■ Work required
Each entry should be given again exactly, with any image left out.

■ Listed records
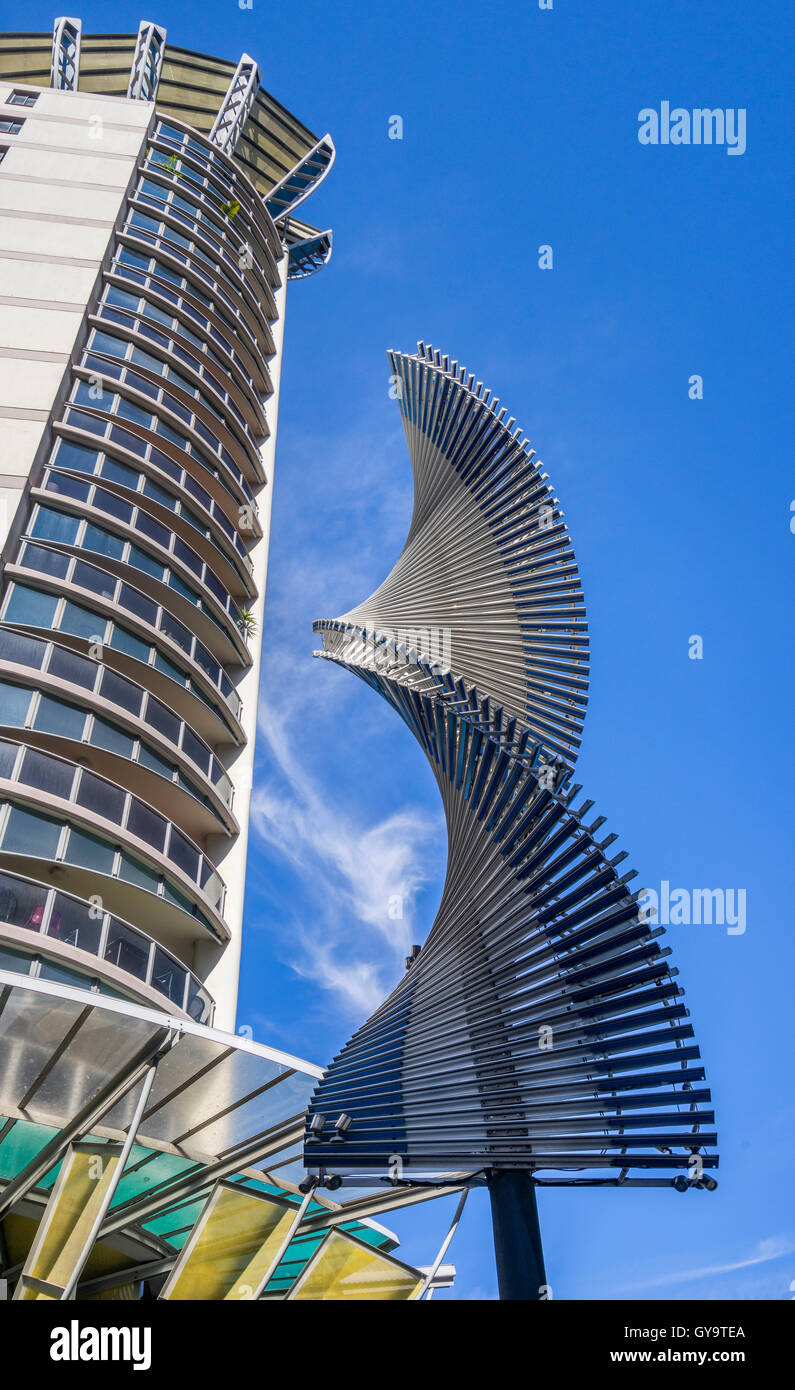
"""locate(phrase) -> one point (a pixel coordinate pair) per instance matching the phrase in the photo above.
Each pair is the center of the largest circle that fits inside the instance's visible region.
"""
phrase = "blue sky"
(519, 131)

■ Your solution
"""locate(phrase) -> one point (a pixel coordinate pair) per instance matching the phrase in the photo above.
Each pair is the center of the largest circle that fits inside the instance's visible region.
"""
phrase = "blue sky"
(519, 131)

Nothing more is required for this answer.